What to produce:
Show every line below that contains the word "jalapeño", copying each one in full; case counts.

────────────────

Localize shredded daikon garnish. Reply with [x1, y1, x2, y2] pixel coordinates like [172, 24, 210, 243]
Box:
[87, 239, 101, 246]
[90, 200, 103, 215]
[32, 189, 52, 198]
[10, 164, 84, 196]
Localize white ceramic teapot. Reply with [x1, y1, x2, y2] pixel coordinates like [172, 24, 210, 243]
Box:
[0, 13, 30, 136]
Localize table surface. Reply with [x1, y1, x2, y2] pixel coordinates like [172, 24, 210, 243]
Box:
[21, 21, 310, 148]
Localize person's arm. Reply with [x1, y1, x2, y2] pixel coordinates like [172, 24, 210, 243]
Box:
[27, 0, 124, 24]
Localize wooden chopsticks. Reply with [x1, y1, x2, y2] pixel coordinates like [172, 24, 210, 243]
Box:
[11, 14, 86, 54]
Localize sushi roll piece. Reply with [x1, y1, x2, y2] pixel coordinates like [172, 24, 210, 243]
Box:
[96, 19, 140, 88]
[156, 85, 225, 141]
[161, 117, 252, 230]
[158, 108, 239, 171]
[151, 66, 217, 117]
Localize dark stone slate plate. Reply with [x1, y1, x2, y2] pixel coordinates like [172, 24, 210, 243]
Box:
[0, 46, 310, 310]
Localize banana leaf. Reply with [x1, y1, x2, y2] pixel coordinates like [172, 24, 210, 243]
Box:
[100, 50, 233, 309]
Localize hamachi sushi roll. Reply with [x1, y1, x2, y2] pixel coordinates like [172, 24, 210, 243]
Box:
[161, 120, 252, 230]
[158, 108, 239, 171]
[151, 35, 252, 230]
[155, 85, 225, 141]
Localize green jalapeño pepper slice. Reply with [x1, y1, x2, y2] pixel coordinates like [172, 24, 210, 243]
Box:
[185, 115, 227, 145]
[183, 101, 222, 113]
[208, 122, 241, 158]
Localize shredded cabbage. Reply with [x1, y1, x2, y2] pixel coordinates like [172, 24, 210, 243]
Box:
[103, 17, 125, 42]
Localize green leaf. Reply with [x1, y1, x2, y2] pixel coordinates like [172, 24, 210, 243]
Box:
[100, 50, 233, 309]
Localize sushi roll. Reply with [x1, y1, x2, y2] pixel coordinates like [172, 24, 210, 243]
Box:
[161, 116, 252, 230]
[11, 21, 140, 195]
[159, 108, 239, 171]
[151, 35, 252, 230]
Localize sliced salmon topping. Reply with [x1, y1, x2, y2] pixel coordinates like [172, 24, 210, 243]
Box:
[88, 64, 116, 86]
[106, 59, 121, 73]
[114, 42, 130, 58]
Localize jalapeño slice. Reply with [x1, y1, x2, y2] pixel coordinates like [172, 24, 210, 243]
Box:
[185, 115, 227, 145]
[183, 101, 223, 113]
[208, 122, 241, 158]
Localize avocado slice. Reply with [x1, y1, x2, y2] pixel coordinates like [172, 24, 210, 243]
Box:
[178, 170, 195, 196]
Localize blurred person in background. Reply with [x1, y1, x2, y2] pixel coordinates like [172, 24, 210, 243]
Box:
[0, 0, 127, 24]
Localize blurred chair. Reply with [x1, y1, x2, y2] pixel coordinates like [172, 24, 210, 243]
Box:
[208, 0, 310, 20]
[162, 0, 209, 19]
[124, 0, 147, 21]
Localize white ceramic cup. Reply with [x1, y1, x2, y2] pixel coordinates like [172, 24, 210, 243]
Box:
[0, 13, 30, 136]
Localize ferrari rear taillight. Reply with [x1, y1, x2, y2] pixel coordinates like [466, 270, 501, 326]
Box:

────────────────

Written response:
Localize green jalapeño pepper slice. Reply with [x1, y1, x2, y2] pixel coordinates like [172, 24, 210, 243]
Localize jalapeño slice. Reply with [x1, y1, x2, y2] pixel coordinates like [172, 24, 210, 243]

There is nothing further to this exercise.